= SET TASK =
Update everything from the line containing "Definition first: for each instance of the wooden" down to the last of these lines by putting "timber log" in place of "wooden log", with all else unchanged.

┏━━

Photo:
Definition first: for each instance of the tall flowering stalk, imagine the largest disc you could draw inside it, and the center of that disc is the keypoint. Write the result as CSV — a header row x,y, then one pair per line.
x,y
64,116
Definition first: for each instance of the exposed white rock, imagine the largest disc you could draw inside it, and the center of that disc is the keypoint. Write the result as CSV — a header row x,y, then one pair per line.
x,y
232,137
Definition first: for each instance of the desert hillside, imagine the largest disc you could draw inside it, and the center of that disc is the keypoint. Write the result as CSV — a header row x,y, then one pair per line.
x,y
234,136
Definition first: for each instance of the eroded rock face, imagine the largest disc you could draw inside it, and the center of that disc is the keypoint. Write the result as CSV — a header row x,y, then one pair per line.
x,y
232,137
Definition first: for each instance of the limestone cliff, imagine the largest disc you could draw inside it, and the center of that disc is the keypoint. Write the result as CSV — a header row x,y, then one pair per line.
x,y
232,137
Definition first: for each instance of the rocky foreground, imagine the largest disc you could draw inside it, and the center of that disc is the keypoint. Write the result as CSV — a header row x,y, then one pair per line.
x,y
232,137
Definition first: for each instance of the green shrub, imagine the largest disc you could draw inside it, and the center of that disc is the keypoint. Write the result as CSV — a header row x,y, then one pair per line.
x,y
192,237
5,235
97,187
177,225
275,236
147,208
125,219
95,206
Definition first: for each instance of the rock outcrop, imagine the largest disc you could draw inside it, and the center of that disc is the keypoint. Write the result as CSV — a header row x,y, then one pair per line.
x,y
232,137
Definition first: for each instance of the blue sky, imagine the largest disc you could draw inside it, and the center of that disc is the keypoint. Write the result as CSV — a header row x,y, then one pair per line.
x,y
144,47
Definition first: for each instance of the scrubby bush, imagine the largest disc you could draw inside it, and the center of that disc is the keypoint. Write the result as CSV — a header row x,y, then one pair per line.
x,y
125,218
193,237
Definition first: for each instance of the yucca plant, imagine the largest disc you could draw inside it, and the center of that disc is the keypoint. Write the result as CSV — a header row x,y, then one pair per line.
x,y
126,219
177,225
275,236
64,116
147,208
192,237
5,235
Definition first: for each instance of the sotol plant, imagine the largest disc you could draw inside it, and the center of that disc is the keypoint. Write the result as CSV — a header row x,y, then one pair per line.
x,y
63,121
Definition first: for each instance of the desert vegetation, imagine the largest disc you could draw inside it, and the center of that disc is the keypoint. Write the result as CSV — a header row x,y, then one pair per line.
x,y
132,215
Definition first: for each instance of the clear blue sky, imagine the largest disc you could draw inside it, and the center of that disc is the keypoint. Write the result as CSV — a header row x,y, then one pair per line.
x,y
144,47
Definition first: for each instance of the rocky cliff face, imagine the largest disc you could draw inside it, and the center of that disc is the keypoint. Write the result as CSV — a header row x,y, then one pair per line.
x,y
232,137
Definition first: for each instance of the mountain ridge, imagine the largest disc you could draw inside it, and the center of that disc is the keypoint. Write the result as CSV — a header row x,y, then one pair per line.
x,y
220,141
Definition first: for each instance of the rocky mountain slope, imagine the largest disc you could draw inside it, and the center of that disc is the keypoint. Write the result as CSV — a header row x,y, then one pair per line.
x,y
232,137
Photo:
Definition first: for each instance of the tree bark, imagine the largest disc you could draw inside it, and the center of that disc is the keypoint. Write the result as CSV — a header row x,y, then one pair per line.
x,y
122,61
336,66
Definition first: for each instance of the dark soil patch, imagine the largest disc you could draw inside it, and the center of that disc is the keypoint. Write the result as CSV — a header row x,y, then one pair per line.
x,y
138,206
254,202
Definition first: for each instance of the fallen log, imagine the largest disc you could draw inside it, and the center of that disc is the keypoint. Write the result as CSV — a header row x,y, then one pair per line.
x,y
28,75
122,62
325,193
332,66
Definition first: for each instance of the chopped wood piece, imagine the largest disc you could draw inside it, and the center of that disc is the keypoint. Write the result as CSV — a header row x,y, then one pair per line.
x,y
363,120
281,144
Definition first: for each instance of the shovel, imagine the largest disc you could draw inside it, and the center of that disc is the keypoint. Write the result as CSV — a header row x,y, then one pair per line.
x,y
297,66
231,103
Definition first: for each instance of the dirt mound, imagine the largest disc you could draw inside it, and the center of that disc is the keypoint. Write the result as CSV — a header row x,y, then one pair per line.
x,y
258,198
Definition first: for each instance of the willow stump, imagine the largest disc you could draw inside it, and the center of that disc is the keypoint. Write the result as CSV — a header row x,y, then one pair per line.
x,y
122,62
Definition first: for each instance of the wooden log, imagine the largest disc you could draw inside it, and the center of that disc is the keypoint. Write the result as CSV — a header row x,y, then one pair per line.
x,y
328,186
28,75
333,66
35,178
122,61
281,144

┗━━

= PROBLEM SOLUTION =
Definition first: for each instance of the timber log, imagine the largest disc you could draw inside it, and the center of that disc is the keypoint. Write the result as CSV — a header row x,y, then one pair per line.
x,y
328,186
28,75
333,66
35,178
122,61
281,144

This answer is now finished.